# [ÉNONCÉ DE L'EXERCICE]
Reproduisez mot pour mot, en entier, l'extrait d'article consacré à la sorcellerie et au film « I am not a witch ».

# [EXTRAIT DE PAGE]
• • • •

Lucile Bellan et Thomas Messias 27.12.2017
Fable satirique, le film «I am not a witch» de la réalisatrice zambienne Rungano Nyoni parle de chasse aux sorcières, au sens propre comme au figuré. Et ne fait que renforcer les liens entre féminisme et sorcellerie, deux mots phares de cette année 2017.

On a beau avoir fouillé tous les dossiers datant de décembre dernier, on a réellement fait chou blanc: personne ne semblait avoir prévu que la sorcellerie allait devenir une discipline en vogue en 2017. C’est pourtant ce qui s’est produit, en France comme ailleurs, comme en atteste le succès de la newsletter Witch Please, signée Jack Parker et lancée début juillet. Féministe, spécialiste du cinéma d’horreur et intéressée par les sciences occultes, l’auteure s’explique en introduction de son premier numéro:
«Depuis quelque temps, j’observe une espèce de résurgence de cet intérêt pour tout ce qui est magique, mystérieux et, par conséquent, puissant. Il y a comme un retour naturel au monstrueux et au fantastique, qui nous permet d’oublier la dureté du monde et de nous offrir une forme de contrôle sur l’univers et nos destins à toutes et à tous.»

• • • •

# [DOCUMENT SOURCE]

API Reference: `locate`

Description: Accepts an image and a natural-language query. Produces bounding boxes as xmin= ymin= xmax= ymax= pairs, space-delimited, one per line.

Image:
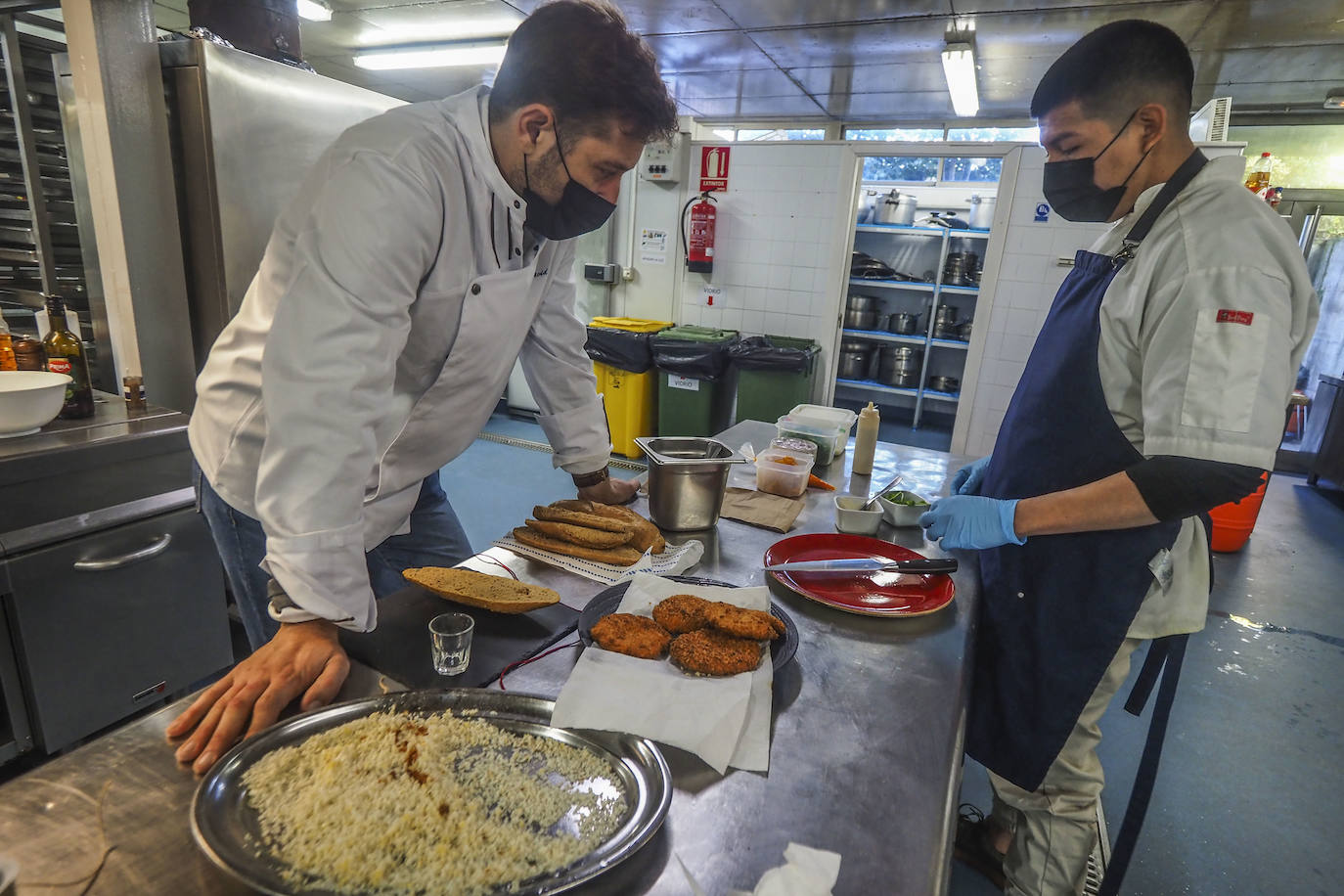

• • • •

# [RÉPONSE COMPLÈTE]
Lucile Bellan et Thomas Messias 27.12.2017
Fable satirique, le film «I am not a witch» de la réalisatrice zambienne Rungano Nyoni parle de chasse aux sorcières, au sens propre comme au figuré. Et ne fait que renforcer les liens entre féminisme et sorcellerie, deux mots phares de cette année 2017.

On a beau avoir fouillé tous les dossiers datant de décembre dernier, on a réellement fait chou blanc: personne ne semblait avoir prévu que la sorcellerie allait devenir une discipline en vogue en 2017. C’est pourtant ce qui s’est produit, en France comme ailleurs, comme en atteste le succès de la newsletter Witch Please, signée Jack Parker et lancée début juillet. Féministe, spécialiste du cinéma d’horreur et intéressée par les sciences occultes, l’auteure s’explique en introduction de son premier numéro:
«Depuis quelque temps, j’observe une espèce de résurgence de cet intérêt pour tout ce qui est magique, mystérieux et, par conséquent, puissant. Il y a comme un retour naturel au monstrueux et au fantastique, qui nous permet d’oublier la dureté du monde et de nous offrir une forme de contrôle sur l’univers et nos destins à toutes et à tous.»